■ **SET PROBLEM**:
Retype the piece about getting old and decoding a babysitter's text messages word for word, preserving every spelling and punctuation mark.

I'm getting old. That is all. I'm getting old. Not orthopedic shoes, blue hair, and lack of bladder control...wait, that last one has kicked in a bit sooner than I would have liked. No, old in regards to: music is becoming too loud, a total lack of manners is aggravating, I correct other people when they are speaking (thanks for that, mom!), I am a stickler for proper grammar and spelling, and I outwardly cringe everytime I see a kid walk by with pants down to his knees...literally, down to his knees. Does he realize he looks like a damn penguin? I often find myself hoping he'll fall. I digress...I'm getting old. This realization slapped me upside the head today during a series of text messages between myself and my babysitter.
First of all, she's been having issues with her phone so I'm left with no other option than to text her via her boyfriend's phone. So I send off a simple text message asking if she's available Friday night. This is what I receive back:
"Hay, thisiz her bf herez her home numba, shez there now so u can call her there"
WTF?????? It took me a good 5 minutes to figure out what the hell any of that meant. I literally sat there and just scowled at my phone in concentration trying to decipher the I'm-younger-and-cooler-than-you code that had just appeared before me. Once I gleaned the necessary information, I called my sitter and assumed all was well. As I'm fixing dinner another text comes in:
"Hey its me :). Just letn u kno im gona b w troy the next few dayz so if u need 2 get in tuch w me u dnt hav 2call arnd"
Oh sweet Lord, what the hell??? Sorry, my blackberry didn't come with a secret decoder ring so I don't know what the f*ck any of that just meant. I muddled my way through that one like a dyslexic kindergartener. Ok, she's going to be with her boyfriend. Got it. I made the mistake of sending back a simple message thanking her for letting me know and that I would be in touch to confirm the time for Friday night.

■ **SUPPLIED INFORMATION**:
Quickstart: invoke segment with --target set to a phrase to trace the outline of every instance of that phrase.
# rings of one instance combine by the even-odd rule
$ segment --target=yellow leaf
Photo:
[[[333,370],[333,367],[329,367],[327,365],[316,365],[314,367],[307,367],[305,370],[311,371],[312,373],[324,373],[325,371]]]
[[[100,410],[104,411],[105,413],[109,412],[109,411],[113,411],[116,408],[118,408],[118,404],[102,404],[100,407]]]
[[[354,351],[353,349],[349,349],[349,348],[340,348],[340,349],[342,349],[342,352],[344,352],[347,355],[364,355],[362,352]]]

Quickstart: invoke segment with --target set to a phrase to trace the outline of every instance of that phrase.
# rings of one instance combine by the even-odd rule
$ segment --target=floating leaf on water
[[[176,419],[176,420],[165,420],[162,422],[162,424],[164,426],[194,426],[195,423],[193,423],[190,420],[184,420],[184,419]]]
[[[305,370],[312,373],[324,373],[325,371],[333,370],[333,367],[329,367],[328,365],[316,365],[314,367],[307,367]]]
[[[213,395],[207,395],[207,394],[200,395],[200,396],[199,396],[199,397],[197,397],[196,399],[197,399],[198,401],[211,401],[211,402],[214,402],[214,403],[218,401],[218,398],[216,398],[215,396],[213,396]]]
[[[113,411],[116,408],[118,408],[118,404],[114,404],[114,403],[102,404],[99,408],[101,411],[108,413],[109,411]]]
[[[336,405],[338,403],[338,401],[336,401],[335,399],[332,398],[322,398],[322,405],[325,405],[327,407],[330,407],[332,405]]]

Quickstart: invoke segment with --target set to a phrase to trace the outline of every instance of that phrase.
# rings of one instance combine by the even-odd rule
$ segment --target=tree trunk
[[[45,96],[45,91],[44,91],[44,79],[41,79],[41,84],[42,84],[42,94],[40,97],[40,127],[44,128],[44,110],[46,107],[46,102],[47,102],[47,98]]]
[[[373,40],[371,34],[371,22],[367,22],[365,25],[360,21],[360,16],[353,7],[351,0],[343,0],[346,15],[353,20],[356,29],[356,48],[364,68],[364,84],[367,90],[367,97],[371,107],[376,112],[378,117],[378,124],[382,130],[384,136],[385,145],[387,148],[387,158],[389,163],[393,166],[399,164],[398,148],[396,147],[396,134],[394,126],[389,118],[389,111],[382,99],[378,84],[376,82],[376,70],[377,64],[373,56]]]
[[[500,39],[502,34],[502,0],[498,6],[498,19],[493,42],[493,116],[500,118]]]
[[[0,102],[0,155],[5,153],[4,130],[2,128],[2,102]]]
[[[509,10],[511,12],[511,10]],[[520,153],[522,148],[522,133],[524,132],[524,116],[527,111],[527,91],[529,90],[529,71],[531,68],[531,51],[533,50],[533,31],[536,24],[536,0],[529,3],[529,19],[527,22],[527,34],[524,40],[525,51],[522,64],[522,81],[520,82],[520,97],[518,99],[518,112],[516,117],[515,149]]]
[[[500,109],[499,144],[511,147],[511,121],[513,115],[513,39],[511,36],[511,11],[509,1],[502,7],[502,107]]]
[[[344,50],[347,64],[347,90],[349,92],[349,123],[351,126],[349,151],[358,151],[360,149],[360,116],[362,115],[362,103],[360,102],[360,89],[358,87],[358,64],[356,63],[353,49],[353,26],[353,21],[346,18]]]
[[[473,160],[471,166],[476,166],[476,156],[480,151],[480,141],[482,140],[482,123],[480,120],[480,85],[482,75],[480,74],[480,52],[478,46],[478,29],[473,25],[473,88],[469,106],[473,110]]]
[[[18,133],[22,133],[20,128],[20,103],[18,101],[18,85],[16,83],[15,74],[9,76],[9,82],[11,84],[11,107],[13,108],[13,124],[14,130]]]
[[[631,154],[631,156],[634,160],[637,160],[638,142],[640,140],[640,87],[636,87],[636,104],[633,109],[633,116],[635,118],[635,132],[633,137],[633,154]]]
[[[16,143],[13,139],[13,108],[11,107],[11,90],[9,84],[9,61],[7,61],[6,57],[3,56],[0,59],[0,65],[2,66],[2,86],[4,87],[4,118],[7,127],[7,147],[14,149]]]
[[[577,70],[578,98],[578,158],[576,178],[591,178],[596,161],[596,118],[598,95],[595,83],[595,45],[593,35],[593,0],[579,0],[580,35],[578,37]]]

■ **EXERCISE OUTPUT**:
I'm getting old. That is all. I'm getting old. Not orthopedic shoes, blue hair, and lack of bladder control...wait, that last one has kicked in a bit sooner than I would have liked. No, old in regards to: music is becoming too loud, a total lack of manners is aggravating, I correct other people when they are speaking (thanks for that, mom!), I am a stickler for proper grammar and spelling, and I outwardly cringe everytime I see a kid walk by with pants down to his knees...literally, down to his knees. Does he realize he looks like a damn penguin? I often find myself hoping he'll fall. I digress...I'm getting old. This realization slapped me upside the head today during a series of text messages between myself and my babysitter.
First of all, she's been having issues with her phone so I'm left with no other option than to text her via her boyfriend's phone. So I send off a simple text message asking if she's available Friday night. This is what I receive back:
"Hay, thisiz her bf herez her home numba, shez there now so u can call her there"
WTF?????? It took me a good 5 minutes to figure out what the hell any of that meant. I literally sat there and just scowled at my phone in concentration trying to decipher the I'm-younger-and-cooler-than-you code that had just appeared before me. Once I gleaned the necessary information, I called my sitter and assumed all was well. As I'm fixing dinner another text comes in:
"Hey its me :). Just letn u kno im gona b w troy the next few dayz so if u need 2 get in tuch w me u dnt hav 2call arnd"
Oh sweet Lord, what the hell??? Sorry, my blackberry didn't come with a secret decoder ring so I don't know what the f*ck any of that just meant. I muddled my way through that one like a dyslexic kindergartener. Ok, she's going to be with her boyfriend. Got it. I made the mistake of sending back a simple message thanking her for letting me know and that I would be in touch to confirm the time for Friday night.